- Required task
List every line below that contains the word "lamp".
-- Begin Information supplied --
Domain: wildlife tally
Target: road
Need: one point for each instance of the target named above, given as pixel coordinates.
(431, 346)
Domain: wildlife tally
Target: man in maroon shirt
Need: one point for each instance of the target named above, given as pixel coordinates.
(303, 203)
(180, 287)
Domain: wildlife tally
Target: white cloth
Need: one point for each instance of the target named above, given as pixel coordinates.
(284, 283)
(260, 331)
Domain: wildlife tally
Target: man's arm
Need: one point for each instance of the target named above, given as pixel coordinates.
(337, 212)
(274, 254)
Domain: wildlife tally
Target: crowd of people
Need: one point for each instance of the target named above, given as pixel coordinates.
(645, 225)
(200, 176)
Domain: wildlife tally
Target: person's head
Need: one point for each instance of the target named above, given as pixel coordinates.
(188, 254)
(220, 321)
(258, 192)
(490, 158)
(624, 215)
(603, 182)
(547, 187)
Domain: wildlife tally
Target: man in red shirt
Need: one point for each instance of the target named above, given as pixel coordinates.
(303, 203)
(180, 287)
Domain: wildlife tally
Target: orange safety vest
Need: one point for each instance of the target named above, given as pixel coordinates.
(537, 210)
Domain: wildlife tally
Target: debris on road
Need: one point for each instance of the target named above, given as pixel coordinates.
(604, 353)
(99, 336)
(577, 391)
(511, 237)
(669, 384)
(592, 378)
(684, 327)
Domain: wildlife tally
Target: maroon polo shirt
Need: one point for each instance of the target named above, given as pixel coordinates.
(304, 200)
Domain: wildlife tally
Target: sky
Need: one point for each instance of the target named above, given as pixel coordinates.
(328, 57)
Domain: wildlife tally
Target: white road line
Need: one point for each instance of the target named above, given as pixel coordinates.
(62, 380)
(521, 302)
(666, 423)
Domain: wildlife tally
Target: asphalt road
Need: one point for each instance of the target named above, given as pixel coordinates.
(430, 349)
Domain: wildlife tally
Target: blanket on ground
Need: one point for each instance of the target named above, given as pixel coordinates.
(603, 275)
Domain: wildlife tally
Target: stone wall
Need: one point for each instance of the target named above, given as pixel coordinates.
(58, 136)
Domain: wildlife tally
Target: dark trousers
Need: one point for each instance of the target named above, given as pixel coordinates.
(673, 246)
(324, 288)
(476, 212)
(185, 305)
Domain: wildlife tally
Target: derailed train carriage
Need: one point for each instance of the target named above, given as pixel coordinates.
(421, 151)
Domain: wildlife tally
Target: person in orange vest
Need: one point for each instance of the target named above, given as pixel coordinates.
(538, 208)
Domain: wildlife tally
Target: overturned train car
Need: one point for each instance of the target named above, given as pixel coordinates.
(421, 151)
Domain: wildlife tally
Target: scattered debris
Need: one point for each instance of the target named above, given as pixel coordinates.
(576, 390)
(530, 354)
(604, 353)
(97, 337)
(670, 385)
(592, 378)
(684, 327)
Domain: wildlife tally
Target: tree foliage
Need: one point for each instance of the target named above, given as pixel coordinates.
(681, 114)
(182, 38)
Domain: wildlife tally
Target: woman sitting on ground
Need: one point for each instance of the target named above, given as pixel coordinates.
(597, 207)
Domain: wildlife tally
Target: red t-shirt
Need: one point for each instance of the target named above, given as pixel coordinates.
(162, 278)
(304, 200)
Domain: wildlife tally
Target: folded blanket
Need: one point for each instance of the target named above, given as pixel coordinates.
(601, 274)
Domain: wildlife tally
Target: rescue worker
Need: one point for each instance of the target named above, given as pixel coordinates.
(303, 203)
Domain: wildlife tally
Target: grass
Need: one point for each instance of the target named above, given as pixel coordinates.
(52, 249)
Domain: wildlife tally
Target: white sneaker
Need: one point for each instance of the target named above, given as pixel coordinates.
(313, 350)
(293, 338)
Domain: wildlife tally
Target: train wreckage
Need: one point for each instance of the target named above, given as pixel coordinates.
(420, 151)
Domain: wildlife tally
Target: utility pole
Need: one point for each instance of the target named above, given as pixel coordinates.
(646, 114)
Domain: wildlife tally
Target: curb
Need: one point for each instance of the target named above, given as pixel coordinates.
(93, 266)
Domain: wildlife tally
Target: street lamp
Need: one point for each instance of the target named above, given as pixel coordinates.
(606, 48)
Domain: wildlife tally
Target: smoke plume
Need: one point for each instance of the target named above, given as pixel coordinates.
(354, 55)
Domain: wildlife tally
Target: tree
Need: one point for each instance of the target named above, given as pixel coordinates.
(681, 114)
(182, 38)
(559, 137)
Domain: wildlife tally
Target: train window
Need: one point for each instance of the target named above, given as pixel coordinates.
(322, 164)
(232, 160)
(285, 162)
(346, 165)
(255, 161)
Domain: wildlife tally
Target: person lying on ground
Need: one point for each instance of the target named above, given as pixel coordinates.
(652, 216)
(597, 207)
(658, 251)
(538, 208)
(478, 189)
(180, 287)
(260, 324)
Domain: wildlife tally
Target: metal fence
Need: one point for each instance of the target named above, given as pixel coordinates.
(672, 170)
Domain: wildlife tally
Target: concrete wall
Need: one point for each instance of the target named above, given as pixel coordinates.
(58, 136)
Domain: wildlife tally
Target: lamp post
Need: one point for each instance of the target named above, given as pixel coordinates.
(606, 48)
-- End Information supplied --
- Output below
Target: street lamp
Target: lamp post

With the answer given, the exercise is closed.